# Data for this exercise
::::::::

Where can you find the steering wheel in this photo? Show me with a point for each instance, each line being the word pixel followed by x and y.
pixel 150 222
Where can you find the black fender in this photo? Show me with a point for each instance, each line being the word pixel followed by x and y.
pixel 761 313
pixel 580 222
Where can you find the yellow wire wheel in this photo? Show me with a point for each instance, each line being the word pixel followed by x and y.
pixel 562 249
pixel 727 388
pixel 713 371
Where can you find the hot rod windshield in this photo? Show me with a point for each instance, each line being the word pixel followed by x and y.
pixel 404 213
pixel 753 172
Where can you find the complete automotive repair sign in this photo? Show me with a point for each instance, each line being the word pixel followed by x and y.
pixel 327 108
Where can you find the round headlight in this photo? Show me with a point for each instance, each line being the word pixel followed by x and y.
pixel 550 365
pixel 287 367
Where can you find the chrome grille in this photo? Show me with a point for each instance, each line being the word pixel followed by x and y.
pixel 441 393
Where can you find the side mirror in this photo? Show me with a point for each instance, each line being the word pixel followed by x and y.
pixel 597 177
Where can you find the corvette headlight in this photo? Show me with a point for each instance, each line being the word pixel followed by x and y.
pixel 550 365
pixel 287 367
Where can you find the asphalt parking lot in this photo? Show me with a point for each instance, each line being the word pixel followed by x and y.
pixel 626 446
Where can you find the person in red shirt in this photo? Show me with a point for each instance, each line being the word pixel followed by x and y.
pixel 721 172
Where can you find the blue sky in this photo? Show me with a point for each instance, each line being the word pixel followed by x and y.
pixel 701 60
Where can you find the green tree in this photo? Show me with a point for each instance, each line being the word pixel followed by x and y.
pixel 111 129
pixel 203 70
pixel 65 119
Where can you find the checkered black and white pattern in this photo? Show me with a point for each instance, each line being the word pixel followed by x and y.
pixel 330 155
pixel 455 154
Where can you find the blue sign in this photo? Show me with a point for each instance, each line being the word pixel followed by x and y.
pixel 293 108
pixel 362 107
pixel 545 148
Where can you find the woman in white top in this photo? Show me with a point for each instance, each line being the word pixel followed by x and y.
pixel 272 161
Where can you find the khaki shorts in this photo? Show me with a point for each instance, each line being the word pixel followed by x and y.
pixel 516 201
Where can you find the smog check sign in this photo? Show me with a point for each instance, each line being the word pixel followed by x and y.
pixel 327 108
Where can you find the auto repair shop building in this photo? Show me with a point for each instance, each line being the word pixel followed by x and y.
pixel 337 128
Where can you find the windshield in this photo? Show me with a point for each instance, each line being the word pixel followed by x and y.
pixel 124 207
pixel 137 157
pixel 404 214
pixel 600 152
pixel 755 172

::::::::

Could you give all the items above as a numbered list, one line per number, with blank lines left out?

1. Where can you find the steering wheel in this photo? Show me with a point for each instance, each line being the word pixel followed by x and y.
2. pixel 150 222
3. Where can you find the black fender in this photo? Show me with a point for each instance, each line being the word pixel followed by x and y.
4. pixel 761 313
5. pixel 580 222
6. Where can you find the yellow wire wheel in this photo? Show me with a point for each instance, each line being the word pixel followed by x and y.
7. pixel 562 249
8. pixel 727 388
9. pixel 713 371
10. Where can you find the hot rod windshield in this photo? Show me with a point for each instance, each line being the word pixel followed by x and y.
11. pixel 404 213
12. pixel 753 172
13. Where can you find the complete automotive repair sign in this photo? Show me with a point for each instance, each line being the word pixel followed by x and y.
14. pixel 327 108
15. Where can you find the round headlight in this photo? Show me with a point for each instance, each line being the word pixel followed by x and y.
16. pixel 550 365
17. pixel 287 367
18. Where can you find the chrome grille in this photo? Show me with a point for each instance, each line being the word pixel followed by x and y.
19. pixel 441 393
20. Where can you find the side mirror in this photo? Show me with a point for each instance, each line being the word pixel followed by x and y.
21. pixel 597 177
22. Where can you find the corvette headlight in this photo? Show me with a point for each instance, each line being the word pixel followed by x and y.
23. pixel 550 365
24. pixel 287 367
25. Where can you find the asphalt parking lot in this photo? Show me with a point for each instance, each line being the word pixel followed by x and y.
26. pixel 626 446
27. Where can you find the person in red shirt in this photo? Show me with a point for each instance, each line being the word pixel followed by x and y.
28. pixel 721 172
29. Where can you find the blue sky in this photo? Show me with a point for each instance, each line being the word pixel followed by x and y.
30. pixel 701 60
31. Where can you find the green tree in this photo? Show me with a point for each instance, each line being the word pixel followed by x and y.
32. pixel 111 129
33. pixel 203 70
34. pixel 65 119
35. Where can you find the checkered black and white pattern in this photo? Show me with a point for each instance, each line being the word pixel followed by x and y.
36. pixel 330 155
37. pixel 455 154
38. Where can you find the blue sign in this photo? Show me with a point for each instance, each line being the word pixel followed by x and y.
39. pixel 293 108
40. pixel 362 107
41. pixel 545 148
42. Where can you find the woman in white top in this photo? Show me with a point for each instance, each line being the word pixel followed by x and y.
43. pixel 272 161
44. Where can you find the khaki shorts in this photo? Show me with a point for each instance, each line being the word pixel followed by x and y.
45. pixel 516 201
46. Where can you find the smog check sign in this photo? Show me with a point for each instance, each line being the word pixel followed by x and y.
47. pixel 327 108
48. Where can you find the auto repair shop building in this photo? Show me with a point for each instance, each line being the word pixel followed by x and y.
49. pixel 337 128
50. Where can you find the windshield in this photo? Show me with a point for each instance, each line being the word pixel followed by x and y.
51. pixel 124 207
52. pixel 137 157
53. pixel 404 214
54. pixel 600 152
55. pixel 755 172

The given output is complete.